**PROBLEM 1**: Reproduce the passage of the health research page from "Professor Susan Davis, recipient" to "women at midlife.".
**PROBLEM 2**:
Answer these questions using the health research page.
(a) At which university is Prof Davis Director of the Women's Health Research Program?
(b) How many Australian women aged 40-65 years does menopause affect?
(c) Up to what percentage of women does OSA affect?

**PAGE EXTRACT**:

+-------+

Professor Susan Davis, recipient of a 2013 Bupa Health Foundation Health Award, is looking at the way in which women cope with menopausal symptoms and how this impacts on health.
Prof Davis is Director of the Women’s Health Research Program at Monash University. Her study will document the impact of menopause on women’s wellbeing, and personal and workplace functioning. It aims to identify gaps in healthcare for women experiencing menopause and develop best practice guidelines for Australian health practitioners. This may have a positive long-term impact on the healthcare of women at midlife.
Menopause affects over 3 million Australian women aged 40-65 years who experience a range of psychological, emotional and physical symptoms. Some women experience distress during menopause which can reduce quality of life. Recent research indicates that menopausal symptoms are negatively associated with work ability, which may increase absenteeism in the workplace among affected woman. Such women can be left feeling less able and less productive than usual, which has implications if they are managing jobs, families and elderly parents.
Diabetes shares a number of common risk factors with obstructive sleep apnoea (OSA). However these conditions also share a place as risk factors themselves for poorer outcomes for cardiovascular disease, along with hypertension. This explains why the Bupa Health Foundation is supporting research by Professor Paul Zimmet and his team at Baker IDI Heart and Diabetes Research Institute to develop simpler and more accessible screening and assessment procedures, along with consequent management, for OSA for people living with diabetes.
OSA is a common disorder affecting up to 24% of men and 9% of women (nearly two million Australians). People with chronic diseases, such as type 2 diabetes, hypertension, and heart failure are more likely to have OSA and the increased risk for cardiovascular disease could have a synergistic effect with the risks associated with diabetes on its own.
While progress has occurred in understanding ways to diagnose and manage OSA, in many cases, the condition remains undiagnosed and untreated, even amongst these high-risk groups. Consequently, it creates a large health and socioeconomic burden to the Australian community. A more accessible and less costly pathway for screening is the first step towards addressing this heavy toll.

+-------+

**SUPPLIED MATERIAL**:

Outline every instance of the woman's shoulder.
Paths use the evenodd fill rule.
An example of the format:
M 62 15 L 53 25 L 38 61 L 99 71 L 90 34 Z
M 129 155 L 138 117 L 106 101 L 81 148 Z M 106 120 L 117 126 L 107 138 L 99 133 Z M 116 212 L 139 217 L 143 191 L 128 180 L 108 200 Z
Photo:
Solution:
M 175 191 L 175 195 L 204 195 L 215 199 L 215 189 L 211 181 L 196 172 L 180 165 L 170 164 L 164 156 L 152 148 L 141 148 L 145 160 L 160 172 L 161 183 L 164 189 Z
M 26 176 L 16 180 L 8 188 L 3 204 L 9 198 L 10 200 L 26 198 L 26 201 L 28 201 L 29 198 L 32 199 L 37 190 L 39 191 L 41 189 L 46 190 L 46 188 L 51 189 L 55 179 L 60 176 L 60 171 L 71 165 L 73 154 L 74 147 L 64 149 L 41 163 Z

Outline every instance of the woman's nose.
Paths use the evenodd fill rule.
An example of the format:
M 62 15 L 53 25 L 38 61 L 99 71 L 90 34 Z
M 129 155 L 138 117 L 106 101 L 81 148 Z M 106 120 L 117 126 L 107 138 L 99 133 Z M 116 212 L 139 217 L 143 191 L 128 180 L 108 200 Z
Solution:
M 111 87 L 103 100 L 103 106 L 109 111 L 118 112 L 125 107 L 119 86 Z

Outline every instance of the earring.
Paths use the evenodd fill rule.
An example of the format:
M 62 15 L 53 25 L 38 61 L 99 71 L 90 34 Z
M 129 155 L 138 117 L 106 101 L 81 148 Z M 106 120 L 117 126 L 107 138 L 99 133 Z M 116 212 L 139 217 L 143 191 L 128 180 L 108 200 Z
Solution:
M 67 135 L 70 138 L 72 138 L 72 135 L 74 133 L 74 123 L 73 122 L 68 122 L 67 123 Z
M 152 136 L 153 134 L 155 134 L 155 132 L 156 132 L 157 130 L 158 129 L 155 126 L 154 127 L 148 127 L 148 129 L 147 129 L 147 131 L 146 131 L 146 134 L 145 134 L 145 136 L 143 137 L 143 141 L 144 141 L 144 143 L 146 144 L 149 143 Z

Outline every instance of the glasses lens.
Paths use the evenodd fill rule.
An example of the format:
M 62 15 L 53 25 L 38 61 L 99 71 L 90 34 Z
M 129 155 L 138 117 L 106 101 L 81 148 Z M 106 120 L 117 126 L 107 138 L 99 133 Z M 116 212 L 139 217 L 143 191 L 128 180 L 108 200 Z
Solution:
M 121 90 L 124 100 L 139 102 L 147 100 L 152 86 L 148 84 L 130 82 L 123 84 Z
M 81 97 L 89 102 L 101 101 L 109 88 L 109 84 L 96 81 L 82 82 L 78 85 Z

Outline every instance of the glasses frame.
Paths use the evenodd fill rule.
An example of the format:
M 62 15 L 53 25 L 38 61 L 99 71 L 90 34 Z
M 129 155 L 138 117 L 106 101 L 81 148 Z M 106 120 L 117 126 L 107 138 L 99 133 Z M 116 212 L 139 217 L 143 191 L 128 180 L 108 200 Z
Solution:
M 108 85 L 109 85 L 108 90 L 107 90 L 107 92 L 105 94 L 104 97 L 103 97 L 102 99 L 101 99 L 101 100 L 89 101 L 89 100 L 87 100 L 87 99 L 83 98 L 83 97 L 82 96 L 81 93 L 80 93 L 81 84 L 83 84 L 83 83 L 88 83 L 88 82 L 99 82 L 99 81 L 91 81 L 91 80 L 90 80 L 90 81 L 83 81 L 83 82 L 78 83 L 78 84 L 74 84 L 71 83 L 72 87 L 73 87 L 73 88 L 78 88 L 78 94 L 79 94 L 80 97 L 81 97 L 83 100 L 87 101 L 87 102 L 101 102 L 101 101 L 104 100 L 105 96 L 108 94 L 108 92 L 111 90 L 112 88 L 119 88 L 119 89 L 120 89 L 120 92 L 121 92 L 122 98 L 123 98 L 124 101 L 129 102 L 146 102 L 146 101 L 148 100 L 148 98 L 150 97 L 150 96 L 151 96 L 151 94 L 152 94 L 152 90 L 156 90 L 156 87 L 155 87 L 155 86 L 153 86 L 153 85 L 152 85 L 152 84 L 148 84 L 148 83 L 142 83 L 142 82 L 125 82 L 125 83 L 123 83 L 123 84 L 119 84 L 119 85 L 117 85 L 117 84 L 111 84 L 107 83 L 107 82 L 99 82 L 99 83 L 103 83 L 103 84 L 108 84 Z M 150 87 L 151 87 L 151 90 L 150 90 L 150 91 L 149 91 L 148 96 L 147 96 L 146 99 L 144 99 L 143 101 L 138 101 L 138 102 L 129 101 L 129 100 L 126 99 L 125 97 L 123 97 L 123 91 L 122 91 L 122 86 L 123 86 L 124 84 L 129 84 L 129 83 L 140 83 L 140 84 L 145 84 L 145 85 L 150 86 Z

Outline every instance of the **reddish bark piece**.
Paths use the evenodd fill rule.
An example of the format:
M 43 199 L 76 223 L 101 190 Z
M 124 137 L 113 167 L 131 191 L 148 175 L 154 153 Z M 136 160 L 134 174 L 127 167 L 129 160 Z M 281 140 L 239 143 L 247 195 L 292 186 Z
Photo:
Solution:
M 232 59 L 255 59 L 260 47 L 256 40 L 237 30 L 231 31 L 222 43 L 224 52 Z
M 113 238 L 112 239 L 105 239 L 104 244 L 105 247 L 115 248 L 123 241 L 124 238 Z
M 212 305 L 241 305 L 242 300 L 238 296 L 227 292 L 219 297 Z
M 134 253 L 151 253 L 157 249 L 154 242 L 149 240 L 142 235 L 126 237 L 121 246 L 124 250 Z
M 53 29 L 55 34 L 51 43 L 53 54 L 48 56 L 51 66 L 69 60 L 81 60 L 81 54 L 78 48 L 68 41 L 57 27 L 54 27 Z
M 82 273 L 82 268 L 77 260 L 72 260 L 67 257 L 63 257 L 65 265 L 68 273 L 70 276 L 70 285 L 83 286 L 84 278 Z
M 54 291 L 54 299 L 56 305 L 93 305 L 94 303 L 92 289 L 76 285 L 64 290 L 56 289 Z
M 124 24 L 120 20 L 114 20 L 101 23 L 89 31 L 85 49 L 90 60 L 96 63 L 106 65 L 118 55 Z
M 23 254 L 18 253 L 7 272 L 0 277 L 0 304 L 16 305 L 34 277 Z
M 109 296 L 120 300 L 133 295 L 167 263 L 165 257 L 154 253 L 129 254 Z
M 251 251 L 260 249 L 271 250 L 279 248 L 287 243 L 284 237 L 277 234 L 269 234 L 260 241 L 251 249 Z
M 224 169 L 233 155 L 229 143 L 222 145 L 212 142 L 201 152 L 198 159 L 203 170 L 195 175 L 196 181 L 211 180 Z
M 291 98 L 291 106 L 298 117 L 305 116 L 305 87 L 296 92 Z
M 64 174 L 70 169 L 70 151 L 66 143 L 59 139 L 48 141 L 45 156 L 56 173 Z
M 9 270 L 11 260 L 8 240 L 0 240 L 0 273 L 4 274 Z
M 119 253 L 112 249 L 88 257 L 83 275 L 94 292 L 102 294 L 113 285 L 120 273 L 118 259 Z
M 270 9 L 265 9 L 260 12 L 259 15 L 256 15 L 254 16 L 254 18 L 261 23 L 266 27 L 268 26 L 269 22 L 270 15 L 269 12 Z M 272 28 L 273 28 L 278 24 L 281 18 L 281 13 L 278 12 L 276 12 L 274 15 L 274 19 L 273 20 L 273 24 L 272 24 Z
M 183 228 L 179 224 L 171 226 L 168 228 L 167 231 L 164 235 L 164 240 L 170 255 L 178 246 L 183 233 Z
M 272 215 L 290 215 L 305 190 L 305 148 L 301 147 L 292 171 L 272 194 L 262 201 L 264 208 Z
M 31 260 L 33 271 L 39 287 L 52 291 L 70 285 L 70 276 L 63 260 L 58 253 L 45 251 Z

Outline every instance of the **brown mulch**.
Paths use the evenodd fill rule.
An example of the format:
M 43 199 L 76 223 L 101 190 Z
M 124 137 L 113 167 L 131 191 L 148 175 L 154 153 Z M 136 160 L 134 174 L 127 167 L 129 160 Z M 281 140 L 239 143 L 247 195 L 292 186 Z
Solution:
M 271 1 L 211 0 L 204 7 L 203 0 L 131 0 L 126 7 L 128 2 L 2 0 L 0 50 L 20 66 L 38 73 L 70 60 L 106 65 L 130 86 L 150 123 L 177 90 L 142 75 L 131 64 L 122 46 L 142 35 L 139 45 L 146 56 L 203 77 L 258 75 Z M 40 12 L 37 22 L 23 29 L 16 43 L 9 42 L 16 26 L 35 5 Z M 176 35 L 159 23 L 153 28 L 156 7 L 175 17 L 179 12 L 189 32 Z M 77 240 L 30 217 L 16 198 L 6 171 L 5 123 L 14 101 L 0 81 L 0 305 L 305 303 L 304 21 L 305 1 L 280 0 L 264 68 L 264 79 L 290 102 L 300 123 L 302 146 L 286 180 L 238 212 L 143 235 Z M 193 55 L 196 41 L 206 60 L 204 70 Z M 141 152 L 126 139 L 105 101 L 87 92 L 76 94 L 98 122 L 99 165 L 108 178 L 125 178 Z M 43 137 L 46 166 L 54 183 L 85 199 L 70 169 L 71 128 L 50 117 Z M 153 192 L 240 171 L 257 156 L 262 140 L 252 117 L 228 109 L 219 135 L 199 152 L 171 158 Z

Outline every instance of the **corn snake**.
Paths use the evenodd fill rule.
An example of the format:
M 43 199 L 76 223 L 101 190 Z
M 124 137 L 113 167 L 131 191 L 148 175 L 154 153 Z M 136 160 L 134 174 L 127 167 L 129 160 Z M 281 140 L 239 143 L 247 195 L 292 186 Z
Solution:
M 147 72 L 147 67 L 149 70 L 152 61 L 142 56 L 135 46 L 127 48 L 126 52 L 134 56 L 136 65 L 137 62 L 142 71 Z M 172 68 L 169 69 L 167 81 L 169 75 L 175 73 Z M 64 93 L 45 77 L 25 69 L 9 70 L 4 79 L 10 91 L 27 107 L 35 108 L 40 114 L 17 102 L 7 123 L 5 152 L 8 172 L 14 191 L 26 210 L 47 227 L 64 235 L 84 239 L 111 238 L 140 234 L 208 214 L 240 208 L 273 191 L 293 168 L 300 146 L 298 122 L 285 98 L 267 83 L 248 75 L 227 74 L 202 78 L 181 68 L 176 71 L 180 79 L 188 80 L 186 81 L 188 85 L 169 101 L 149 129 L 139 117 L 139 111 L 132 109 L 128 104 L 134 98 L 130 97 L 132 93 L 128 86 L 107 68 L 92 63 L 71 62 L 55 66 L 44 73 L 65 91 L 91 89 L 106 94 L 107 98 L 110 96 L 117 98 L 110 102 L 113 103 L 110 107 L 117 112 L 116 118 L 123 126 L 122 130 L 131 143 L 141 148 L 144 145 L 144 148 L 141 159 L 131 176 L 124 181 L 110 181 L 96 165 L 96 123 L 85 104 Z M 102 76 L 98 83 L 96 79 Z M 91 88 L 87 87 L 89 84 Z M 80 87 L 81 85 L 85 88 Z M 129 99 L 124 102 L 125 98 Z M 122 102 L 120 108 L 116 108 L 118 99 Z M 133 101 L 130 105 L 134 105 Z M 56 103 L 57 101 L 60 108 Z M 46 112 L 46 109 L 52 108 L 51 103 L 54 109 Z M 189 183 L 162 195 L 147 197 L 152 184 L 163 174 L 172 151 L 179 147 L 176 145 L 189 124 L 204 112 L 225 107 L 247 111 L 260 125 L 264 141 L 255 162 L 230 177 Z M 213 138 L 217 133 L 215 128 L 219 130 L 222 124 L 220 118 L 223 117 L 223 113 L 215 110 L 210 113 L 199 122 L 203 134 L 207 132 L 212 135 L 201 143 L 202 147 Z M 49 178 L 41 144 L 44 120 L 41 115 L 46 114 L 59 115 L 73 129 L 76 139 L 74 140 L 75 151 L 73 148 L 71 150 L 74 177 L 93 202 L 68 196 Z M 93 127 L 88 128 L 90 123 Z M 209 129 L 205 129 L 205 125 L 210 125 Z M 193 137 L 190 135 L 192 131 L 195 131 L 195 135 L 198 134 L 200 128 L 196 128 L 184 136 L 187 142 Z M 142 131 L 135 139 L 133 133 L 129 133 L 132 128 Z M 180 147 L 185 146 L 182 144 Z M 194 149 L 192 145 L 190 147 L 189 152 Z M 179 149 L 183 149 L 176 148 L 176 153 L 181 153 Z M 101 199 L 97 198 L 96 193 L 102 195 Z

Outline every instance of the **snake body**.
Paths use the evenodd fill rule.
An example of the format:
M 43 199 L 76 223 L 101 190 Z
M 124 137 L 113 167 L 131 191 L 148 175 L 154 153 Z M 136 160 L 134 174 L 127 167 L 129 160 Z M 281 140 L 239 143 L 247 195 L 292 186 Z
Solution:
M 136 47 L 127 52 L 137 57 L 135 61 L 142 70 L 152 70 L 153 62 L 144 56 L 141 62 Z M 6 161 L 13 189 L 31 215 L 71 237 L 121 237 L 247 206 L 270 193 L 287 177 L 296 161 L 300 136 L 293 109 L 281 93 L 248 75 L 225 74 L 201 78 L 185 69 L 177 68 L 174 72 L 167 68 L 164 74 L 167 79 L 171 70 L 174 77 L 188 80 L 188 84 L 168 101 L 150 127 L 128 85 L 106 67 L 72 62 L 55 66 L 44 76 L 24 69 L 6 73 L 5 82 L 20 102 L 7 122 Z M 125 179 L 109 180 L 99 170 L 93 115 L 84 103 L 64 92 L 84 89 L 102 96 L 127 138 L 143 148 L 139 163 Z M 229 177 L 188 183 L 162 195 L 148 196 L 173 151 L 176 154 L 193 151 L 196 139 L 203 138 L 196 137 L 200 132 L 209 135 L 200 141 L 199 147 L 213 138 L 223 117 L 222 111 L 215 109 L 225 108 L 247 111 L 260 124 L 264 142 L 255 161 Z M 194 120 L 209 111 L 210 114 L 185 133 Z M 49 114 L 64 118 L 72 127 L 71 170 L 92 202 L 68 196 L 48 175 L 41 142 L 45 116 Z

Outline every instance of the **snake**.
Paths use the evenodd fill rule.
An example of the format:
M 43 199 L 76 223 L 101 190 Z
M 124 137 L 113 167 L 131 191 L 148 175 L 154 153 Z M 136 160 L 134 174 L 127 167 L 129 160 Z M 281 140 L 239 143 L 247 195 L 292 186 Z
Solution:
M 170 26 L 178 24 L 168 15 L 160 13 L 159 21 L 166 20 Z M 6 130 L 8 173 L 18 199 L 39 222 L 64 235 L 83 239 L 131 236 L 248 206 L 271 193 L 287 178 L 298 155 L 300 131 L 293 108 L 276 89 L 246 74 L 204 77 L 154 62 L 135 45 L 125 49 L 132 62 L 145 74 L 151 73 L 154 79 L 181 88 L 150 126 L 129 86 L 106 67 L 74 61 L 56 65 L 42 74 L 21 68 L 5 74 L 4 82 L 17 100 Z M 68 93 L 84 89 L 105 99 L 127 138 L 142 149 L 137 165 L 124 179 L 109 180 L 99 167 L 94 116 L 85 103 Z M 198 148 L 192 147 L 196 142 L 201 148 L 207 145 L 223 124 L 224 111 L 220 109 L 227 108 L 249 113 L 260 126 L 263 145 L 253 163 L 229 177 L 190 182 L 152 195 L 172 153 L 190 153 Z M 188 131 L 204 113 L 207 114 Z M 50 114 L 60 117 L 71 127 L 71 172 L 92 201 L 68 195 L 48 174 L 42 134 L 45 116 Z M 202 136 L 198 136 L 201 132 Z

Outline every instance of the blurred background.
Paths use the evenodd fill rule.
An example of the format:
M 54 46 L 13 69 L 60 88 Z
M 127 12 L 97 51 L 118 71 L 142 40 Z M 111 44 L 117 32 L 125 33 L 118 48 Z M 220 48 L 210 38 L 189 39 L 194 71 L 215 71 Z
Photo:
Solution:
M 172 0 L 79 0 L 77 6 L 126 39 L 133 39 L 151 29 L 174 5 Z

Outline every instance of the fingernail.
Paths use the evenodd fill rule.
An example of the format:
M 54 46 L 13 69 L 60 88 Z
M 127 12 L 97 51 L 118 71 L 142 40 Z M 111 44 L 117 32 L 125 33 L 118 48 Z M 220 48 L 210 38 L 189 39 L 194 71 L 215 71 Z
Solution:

+-------+

**EXPECTED ANSWER 1**:
Professor Susan Davis, recipient of a 2013 Bupa Health Foundation Health Award, is looking at the way in which women cope with menopausal symptoms and how this impacts on health.
Prof Davis is Director of the Women’s Health Research Program at Monash University. Her study will document the impact of menopause on women’s wellbeing, and personal and workplace functioning. It aims to identify gaps in healthcare for women experiencing menopause and develop best practice guidelines for Australian health practitioners. This may have a positive long-term impact on the healthcare of women at midlife.

**EXPECTED ANSWER 2**:
(a) Monash University
(b) Over 3 million
(c) Up to 9%